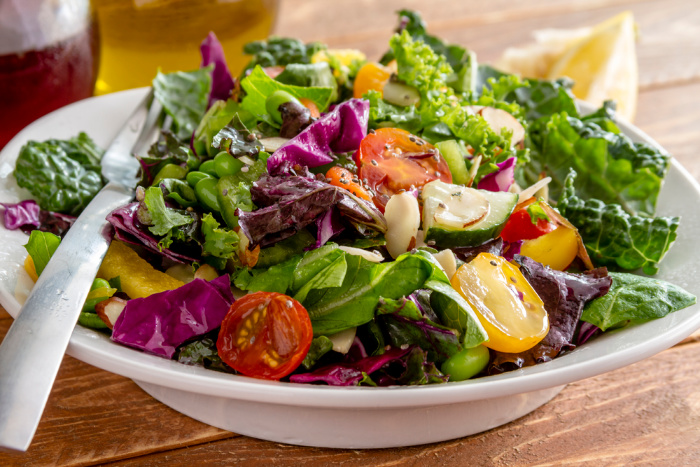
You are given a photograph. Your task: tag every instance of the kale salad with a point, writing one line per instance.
(323, 218)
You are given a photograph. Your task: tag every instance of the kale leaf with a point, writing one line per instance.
(64, 175)
(614, 237)
(610, 166)
(636, 299)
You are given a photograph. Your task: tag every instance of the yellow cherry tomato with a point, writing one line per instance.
(556, 249)
(371, 77)
(511, 312)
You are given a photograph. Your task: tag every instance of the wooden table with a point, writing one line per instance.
(647, 413)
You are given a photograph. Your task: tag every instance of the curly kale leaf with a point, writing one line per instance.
(185, 96)
(636, 299)
(64, 175)
(610, 166)
(612, 236)
(280, 51)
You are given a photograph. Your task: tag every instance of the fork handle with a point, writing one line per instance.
(33, 348)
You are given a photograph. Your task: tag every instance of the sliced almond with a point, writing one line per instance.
(447, 260)
(110, 309)
(273, 144)
(402, 216)
(530, 191)
(206, 272)
(499, 119)
(465, 207)
(372, 256)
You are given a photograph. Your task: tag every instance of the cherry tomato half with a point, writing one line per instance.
(343, 178)
(520, 227)
(265, 335)
(391, 160)
(371, 77)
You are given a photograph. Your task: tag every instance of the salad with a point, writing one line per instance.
(417, 220)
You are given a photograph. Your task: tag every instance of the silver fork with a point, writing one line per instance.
(33, 348)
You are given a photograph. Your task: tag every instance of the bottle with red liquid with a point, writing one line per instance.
(48, 58)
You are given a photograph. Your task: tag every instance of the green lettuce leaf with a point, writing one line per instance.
(636, 299)
(218, 241)
(184, 95)
(309, 75)
(217, 117)
(612, 236)
(63, 176)
(258, 85)
(163, 219)
(610, 166)
(41, 246)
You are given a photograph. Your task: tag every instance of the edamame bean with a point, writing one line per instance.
(195, 176)
(226, 164)
(170, 171)
(466, 363)
(208, 167)
(205, 190)
(273, 102)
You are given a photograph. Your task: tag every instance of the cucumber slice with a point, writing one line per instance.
(454, 156)
(440, 227)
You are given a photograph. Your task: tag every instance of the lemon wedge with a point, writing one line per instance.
(602, 61)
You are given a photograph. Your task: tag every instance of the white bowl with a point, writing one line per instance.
(352, 417)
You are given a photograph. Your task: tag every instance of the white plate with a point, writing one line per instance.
(353, 417)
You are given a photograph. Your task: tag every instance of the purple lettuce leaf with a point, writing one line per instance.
(161, 322)
(328, 226)
(501, 179)
(28, 216)
(129, 229)
(564, 295)
(338, 131)
(403, 324)
(221, 81)
(405, 366)
(290, 203)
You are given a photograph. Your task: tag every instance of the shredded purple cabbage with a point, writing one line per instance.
(221, 80)
(338, 131)
(27, 216)
(350, 373)
(500, 180)
(161, 322)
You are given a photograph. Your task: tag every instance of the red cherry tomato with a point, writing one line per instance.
(265, 335)
(520, 227)
(343, 178)
(391, 160)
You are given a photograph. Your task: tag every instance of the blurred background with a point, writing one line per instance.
(53, 52)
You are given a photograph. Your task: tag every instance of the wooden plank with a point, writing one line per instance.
(671, 116)
(668, 48)
(93, 416)
(648, 412)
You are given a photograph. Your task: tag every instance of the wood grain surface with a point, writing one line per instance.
(647, 413)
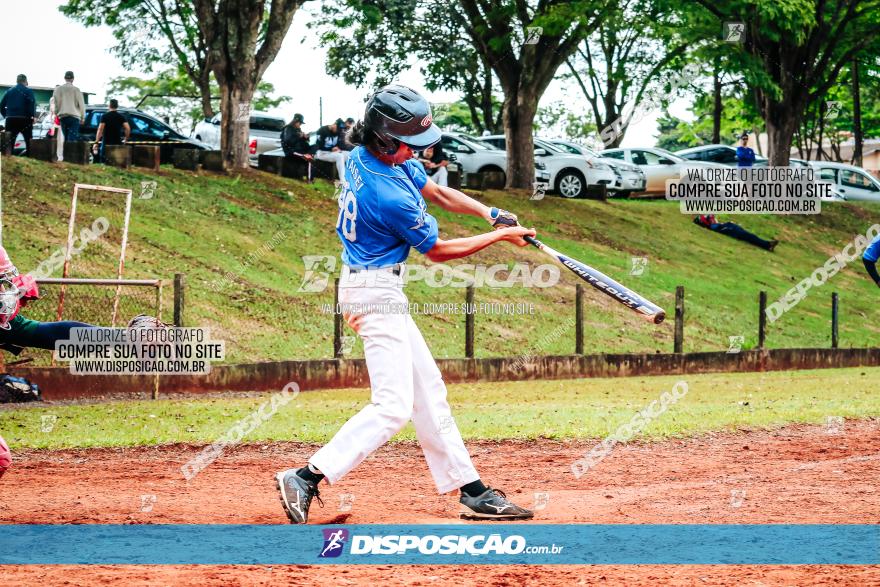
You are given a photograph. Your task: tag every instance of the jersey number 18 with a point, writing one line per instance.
(347, 215)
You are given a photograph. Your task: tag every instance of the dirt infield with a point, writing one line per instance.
(796, 474)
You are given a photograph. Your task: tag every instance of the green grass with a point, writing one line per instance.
(207, 225)
(584, 408)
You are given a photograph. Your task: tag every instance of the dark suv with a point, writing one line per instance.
(145, 129)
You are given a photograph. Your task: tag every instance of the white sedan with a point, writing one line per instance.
(659, 165)
(850, 182)
(570, 175)
(630, 178)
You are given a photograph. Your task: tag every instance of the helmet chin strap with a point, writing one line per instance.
(387, 149)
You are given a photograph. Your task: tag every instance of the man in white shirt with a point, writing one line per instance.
(70, 107)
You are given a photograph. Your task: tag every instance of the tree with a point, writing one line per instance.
(173, 97)
(558, 119)
(242, 39)
(793, 53)
(388, 37)
(152, 33)
(738, 115)
(466, 45)
(632, 47)
(525, 43)
(235, 40)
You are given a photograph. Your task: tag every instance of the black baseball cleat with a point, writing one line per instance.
(491, 505)
(296, 495)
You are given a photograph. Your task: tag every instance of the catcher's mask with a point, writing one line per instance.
(10, 297)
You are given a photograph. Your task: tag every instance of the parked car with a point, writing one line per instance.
(264, 134)
(470, 154)
(630, 178)
(475, 155)
(659, 165)
(145, 128)
(849, 182)
(570, 175)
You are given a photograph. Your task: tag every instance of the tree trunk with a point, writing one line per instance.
(204, 85)
(519, 117)
(858, 138)
(235, 107)
(781, 125)
(716, 111)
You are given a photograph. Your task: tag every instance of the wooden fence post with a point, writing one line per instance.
(762, 318)
(579, 319)
(678, 343)
(337, 321)
(834, 320)
(179, 298)
(469, 324)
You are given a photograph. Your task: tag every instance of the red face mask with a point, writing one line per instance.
(403, 154)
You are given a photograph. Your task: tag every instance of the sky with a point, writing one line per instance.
(298, 70)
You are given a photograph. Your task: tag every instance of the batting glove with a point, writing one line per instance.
(501, 218)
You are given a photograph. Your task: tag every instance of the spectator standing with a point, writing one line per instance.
(734, 231)
(435, 162)
(56, 129)
(70, 107)
(328, 147)
(745, 156)
(295, 143)
(113, 130)
(20, 109)
(293, 140)
(870, 257)
(344, 129)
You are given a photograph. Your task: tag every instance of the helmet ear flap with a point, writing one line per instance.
(387, 144)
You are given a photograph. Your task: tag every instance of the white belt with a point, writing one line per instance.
(396, 269)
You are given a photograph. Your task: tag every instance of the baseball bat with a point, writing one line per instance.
(621, 294)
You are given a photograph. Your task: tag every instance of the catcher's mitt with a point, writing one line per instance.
(144, 321)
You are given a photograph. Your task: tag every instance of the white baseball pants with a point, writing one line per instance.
━━━━━━
**DIRECTIONS**
All of the material above should be set down again exactly, though not its pictures.

**WRITTEN SOLUTION**
You are given a photograph. Your task: tag every instance of the kale salad with a point, writing one line per instance.
(323, 218)
You are given a photograph. Your task: tag every instance of the kale leaf with a point, writing one line per instance.
(64, 175)
(614, 237)
(610, 166)
(636, 299)
You are given a photograph. Your task: tag every instance of the yellow cherry tomato with a point, writing one line per instance.
(556, 249)
(371, 77)
(511, 312)
You are given a photograph. Your task: tag every instance of the wooden table with a point, writing one line per instance.
(647, 413)
You are given a photograph. Your task: tag every instance of the curly kale leaf with a point, writing one line per instance.
(185, 96)
(636, 299)
(64, 175)
(610, 166)
(612, 236)
(280, 51)
You are given a photograph. Your task: tag every instance of the fork handle with a point, writing one line per instance.
(33, 348)
You are given a photograph. Your task: tag every instance of the sliced almond with a point, writing one line per instance.
(447, 260)
(110, 309)
(273, 144)
(402, 216)
(530, 191)
(206, 272)
(499, 119)
(465, 207)
(372, 256)
You are given a photograph. Your task: tag every instance of the cherry tomato half with a point, writing one line per instance.
(343, 178)
(520, 227)
(265, 335)
(391, 160)
(371, 77)
You are given a photograph. Your task: tag every instance of the salad with a point, writing one line per instance.
(417, 220)
You are given a photograph. Your task: tag every instance of the silver fork with a point, writing one line per instance.
(33, 348)
You are given a photograph. Your task: tag every instance of the bottle with red liquid with a point, writing one line per instance.
(48, 58)
You are given a photograph. Your task: tag every instance of the green lettuce leaf with a point, writing one line per instance.
(636, 299)
(218, 241)
(184, 95)
(309, 75)
(217, 117)
(612, 236)
(63, 176)
(258, 85)
(163, 219)
(610, 166)
(41, 246)
You are given a photograph. Your task: tag every instance of the edamame bean with a point, writing one line per instance.
(195, 176)
(226, 164)
(170, 171)
(466, 363)
(208, 167)
(205, 190)
(273, 102)
You are given a photograph. Your task: tag every instance of the cucumber slice with a point, writing one line per instance.
(454, 156)
(440, 227)
You are given a photograph. Your task: tag every instance of the lemon wedge with a point, writing one line per instance.
(602, 61)
You are given a photograph. Your task: tag every instance of the white bowl with a point, writing one line per instance.
(352, 417)
You are given a photograph. Your task: tag every instance of the white plate with a point, writing one line per instance.
(353, 417)
You are given a photograph. Your task: tag every instance of the purple lettuce leaf with a point, writing one line per instance.
(161, 322)
(328, 226)
(501, 179)
(28, 216)
(129, 229)
(564, 295)
(338, 131)
(403, 324)
(221, 81)
(405, 366)
(290, 203)
You are given a photograph. Your task: tag every instance of the shredded purple cabbage with a point, writing one line per instance.
(221, 80)
(338, 131)
(27, 216)
(350, 373)
(500, 180)
(161, 322)
You are given a photograph. Your task: tag every instance of the red cherry tomato with a point, writing one line per instance.
(265, 335)
(520, 227)
(343, 178)
(391, 160)
You are given a photograph. Your task: tag every instance of the blurred background with a point, writing one line per instance.
(53, 52)
You are given a photograph. Your task: tag every instance of the wooden plank with a point, writing one line per instance.
(671, 116)
(668, 48)
(93, 416)
(648, 412)
You are given a photograph. Your task: tag every instance of the wood grain surface with a point, writing one line per instance.
(647, 413)
You are given a photograph. Your task: tag every instance of the jersey number 18 with a point, writing one line per instance.
(347, 215)
You are given a photograph. Your task: tag every instance of the dirt infield with a point, writing one line per instance.
(796, 474)
You are given a photograph. Your task: tag every instance of the green grass with a point, writing one line per instance.
(207, 225)
(584, 408)
You are given a photograph. Your task: tag every instance of the dark suv with a point, writing one line per instance.
(145, 129)
You are given a photograph. Your task: tag every instance of the white sedan with a point, writing one line per instance.
(659, 165)
(850, 182)
(570, 175)
(630, 178)
You are given a photograph. Your task: tag every instance of the helmet chin strap with a point, writing one line per instance.
(387, 149)
You are given a photograph. Your task: tag every instance of the man in white shirt with a point, writing one line per instance.
(70, 107)
You are given a photograph. Your task: tag every instance of the tree with a point, writing one line per instance.
(173, 97)
(558, 119)
(242, 39)
(793, 53)
(388, 37)
(152, 33)
(738, 115)
(466, 45)
(632, 47)
(525, 43)
(235, 40)
You are given a photograph. Your task: tag every instance of the black baseball cleat with a point, writing one line per instance.
(491, 505)
(296, 495)
You are given a photograph. Your task: tag every instance of the catcher's mask with a point, writing one line per instance.
(10, 297)
You are given a photograph. Your task: tag every instance of the parked car with a point, writing one line per instance.
(264, 134)
(470, 154)
(630, 178)
(475, 155)
(659, 165)
(145, 128)
(849, 182)
(570, 175)
You are given a photograph. Your task: tag every instance of the tree trunk with a point, writing one line per instance.
(204, 85)
(519, 117)
(858, 138)
(235, 107)
(781, 125)
(716, 111)
You are given a photograph. Your task: tag every instance of the wooden fence post with a point, writing one line per instance.
(762, 318)
(579, 319)
(678, 343)
(337, 321)
(834, 320)
(179, 298)
(469, 324)
You are given a photograph. Your task: tag every instance of the red face mask with a point, writing one line per instance.
(403, 154)
You are given a photograph. Your task: tag every instance of the sky with a point, writing one line per instance.
(298, 70)
You are given a photograph. Your task: tag every instance of the batting glove with a point, writing one line per instance.
(501, 218)
You are given a photograph. Your task: tag every instance of the spectator standing with a point, writing one line per instance.
(734, 231)
(435, 162)
(56, 129)
(70, 107)
(328, 147)
(745, 156)
(295, 143)
(113, 130)
(20, 109)
(293, 140)
(870, 257)
(344, 129)
You are given a photograph. Your task: tag every instance of the helmet ear flap with a point, writing one line per instance.
(387, 144)
You are given a photograph. Your task: tag every instance of the white belt with a point, writing one line per instance.
(396, 269)
You are given a photograph. Your task: tag every instance of the baseball bat with a point, writing one line per instance.
(621, 294)
You are given a photograph. Your task: tag every instance of the catcher's mitt with a point, writing one line per instance.
(144, 321)
You are given a photograph. Your task: tag every instance of the white baseball pants with a point, writing one line per instance.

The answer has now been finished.